>>>>>

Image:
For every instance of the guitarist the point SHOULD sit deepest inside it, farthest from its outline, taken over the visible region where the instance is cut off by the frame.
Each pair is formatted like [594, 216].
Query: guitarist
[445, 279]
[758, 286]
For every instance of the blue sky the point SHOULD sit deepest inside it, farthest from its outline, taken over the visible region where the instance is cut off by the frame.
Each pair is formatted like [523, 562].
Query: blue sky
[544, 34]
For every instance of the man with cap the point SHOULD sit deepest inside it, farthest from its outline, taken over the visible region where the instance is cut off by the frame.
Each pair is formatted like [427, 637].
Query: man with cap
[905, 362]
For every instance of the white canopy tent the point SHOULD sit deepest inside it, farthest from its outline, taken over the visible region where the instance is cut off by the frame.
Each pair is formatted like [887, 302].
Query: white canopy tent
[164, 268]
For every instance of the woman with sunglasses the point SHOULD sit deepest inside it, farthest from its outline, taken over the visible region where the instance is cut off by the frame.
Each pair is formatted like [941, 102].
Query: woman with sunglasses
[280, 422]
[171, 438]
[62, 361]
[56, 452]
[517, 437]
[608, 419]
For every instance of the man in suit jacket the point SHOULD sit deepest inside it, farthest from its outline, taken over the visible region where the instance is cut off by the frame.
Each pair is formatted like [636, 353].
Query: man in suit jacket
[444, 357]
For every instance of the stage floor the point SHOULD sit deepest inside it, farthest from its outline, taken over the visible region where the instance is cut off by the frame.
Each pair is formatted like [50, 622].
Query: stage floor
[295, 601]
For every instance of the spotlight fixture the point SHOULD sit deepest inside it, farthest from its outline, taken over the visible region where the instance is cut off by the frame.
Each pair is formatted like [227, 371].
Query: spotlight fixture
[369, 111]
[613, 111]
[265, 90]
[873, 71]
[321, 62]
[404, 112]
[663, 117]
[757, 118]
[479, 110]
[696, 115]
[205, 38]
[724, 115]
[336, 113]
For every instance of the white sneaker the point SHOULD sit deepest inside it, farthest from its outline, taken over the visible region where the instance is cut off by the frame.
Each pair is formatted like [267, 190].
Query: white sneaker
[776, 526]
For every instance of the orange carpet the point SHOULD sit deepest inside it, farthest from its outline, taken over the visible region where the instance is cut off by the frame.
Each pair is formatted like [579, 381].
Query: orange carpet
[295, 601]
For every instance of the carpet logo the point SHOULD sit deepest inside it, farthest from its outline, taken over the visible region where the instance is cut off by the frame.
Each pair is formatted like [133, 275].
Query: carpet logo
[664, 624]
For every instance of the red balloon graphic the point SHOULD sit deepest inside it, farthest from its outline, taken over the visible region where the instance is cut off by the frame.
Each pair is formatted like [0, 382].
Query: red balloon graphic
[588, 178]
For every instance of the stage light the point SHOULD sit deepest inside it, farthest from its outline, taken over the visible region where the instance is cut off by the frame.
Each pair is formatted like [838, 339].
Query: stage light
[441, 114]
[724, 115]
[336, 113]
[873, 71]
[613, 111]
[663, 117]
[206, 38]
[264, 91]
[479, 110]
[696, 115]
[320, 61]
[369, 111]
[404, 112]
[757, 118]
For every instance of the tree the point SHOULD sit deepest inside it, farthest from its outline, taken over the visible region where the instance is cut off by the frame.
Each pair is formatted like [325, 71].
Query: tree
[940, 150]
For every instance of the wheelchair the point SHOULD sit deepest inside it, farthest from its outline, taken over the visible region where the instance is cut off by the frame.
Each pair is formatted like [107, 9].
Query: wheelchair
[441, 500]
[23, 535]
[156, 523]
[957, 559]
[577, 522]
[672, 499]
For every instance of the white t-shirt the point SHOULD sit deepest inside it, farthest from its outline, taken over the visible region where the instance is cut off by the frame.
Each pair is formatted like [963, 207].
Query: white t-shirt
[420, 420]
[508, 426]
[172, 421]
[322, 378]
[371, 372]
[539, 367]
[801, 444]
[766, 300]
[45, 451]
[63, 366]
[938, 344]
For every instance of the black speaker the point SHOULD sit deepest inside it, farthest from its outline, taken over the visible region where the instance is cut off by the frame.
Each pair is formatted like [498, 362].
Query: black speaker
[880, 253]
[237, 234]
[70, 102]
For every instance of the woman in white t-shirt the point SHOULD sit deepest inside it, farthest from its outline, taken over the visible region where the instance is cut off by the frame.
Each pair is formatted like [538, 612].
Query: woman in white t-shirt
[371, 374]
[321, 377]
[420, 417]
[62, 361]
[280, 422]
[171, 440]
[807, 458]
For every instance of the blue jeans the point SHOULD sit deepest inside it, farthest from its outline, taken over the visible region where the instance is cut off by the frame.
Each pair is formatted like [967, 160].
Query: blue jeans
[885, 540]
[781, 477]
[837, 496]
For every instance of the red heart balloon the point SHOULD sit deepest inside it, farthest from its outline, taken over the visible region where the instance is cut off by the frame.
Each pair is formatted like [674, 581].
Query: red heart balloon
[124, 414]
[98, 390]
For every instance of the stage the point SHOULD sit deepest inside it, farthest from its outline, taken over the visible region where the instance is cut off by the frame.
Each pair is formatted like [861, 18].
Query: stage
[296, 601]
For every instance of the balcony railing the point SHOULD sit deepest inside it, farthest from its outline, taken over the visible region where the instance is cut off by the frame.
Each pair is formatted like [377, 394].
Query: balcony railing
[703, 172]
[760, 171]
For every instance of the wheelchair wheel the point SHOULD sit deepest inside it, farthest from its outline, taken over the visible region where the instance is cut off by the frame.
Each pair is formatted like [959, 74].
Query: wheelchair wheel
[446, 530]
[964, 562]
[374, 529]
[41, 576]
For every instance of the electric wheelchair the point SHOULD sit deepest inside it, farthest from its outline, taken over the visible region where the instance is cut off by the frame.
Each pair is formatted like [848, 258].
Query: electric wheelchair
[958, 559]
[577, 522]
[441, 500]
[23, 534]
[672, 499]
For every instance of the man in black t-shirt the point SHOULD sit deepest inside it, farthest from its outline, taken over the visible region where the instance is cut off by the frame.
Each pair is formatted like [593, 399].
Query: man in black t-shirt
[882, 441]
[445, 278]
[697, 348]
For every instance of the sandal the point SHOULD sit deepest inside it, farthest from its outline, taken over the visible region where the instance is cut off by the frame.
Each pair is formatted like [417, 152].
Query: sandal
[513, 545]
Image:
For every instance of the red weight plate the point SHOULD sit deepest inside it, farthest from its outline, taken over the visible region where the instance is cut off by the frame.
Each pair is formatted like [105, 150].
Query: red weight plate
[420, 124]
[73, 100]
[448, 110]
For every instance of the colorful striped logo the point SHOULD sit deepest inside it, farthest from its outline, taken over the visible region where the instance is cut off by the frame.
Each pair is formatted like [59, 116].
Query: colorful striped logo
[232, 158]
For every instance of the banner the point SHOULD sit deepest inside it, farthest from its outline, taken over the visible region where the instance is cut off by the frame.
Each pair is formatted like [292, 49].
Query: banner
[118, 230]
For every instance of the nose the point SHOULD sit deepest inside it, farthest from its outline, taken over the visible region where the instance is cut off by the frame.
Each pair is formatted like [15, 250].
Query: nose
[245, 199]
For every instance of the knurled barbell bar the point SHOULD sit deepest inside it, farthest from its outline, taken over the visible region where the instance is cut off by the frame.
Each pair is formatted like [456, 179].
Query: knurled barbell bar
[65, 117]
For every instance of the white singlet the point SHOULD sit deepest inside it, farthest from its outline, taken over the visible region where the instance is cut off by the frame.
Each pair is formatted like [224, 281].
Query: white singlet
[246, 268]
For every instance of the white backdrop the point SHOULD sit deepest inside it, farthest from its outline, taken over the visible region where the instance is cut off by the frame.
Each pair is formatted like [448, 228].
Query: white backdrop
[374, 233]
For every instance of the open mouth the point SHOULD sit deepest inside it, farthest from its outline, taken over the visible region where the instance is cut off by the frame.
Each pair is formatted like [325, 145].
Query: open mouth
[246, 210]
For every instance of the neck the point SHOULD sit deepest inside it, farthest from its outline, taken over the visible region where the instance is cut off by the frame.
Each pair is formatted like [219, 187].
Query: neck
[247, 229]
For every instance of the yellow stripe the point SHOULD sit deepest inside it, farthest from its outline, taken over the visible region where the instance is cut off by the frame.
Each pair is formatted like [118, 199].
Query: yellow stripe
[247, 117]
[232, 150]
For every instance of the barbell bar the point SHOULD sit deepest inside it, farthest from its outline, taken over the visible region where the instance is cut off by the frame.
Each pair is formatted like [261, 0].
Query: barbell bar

<<<<<

▸ STATED EXERCISE: Copy the lines above word for word, everything from the line containing "For every instance of the woman in" down to the line containing "Query: woman in white t-shirt", both included.

▸ REPLY:
For every instance of the woman in white t-shirt the point SHOULD sit deepest inside it, farthest from its outline, taken over the visible region where the instance is cut off by the frame.
Each pair is formatted like [538, 612].
Query: woman in white t-shirt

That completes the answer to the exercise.